- [PROBLEMS AND TASKS]
• 1. Update the data analysis passage by writing out everything from "Then, it's time" down to "structure and format." again, with "CRM software" replaced by "customer relationship management software".
• 2. In the data analysis passage, what does cleaning data involve eliminating?
== SELECTED EXTRACT
Regression analysis shows the relationship between a dependent variable and one or more independent variables. It can be used to predict unknown variables and is useful for situations like launching a new product and predicting its success or predicting how the business will grow and develop.

What does the data analysis process consist of?

The data analysis process consists of several steps that aid organizations in turning raw data into actionable insights.

1. Identify

First, the organization should decide which aspect of the business to focus on and what it tries to improve. For instance, it should determine whether it will examine business processes, product sales, etc.

2. Collect

Then, it's time for data collection. You can collect data from various internal sources, like CRM software, user interviews, or A/B testing. The type of data you collect is determined by the goals you want to achieve. These data might be the number of products sold, conversion rate, bounce rate, etc.

3. Clean

Cleaning data involves eliminating any duplicate or incorrect data so that it's ready for analysis. It's also a good moment for standardizing data structure and format.

4. Perform initial exploratory data analysis

This step allows you to prepare an initial data analysis and summarize their main characteristics. The exploratory analysis can help analysts validate hypotheses, check for inaccuracies, and select suitable modeling techniques.

5. Analyze

You can use various data analysis tools to draw conclusions from the data. During this step, you will find trends, patterns, correlations, etc.
====
== DATASET EXTRACT
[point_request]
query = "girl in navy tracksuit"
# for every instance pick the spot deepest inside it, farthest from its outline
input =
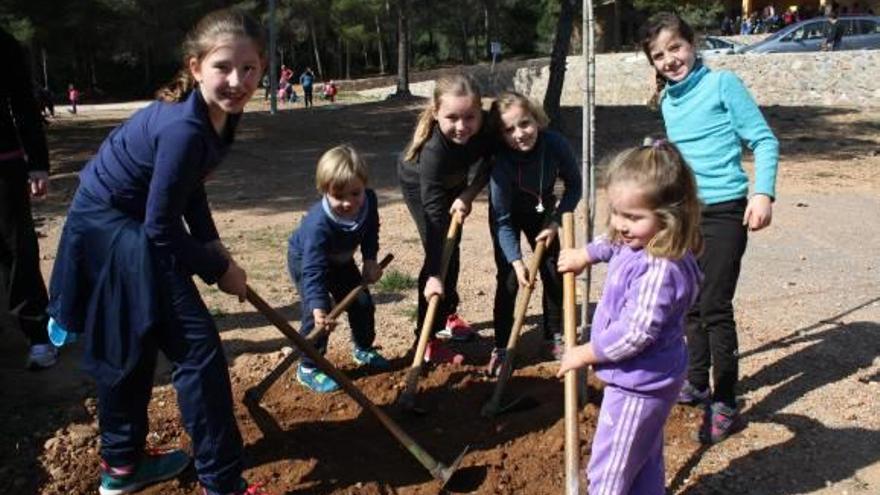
====
- [RESPONSES BY ITEM NUMBER]
• 1.
Then, it's time for data collection. You can collect data from various internal sources, like customer relationship management software, user interviews, or A/B testing. The type of data you collect is determined by the goals you want to achieve. These data might be the number of products sold, conversion rate, bounce rate, etc.

3. Clean

Cleaning data involves eliminating any duplicate or incorrect data so that it's ready for analysis. It's also a good moment for standardizing data structure and format.

• 2. Any duplicate or incorrect data.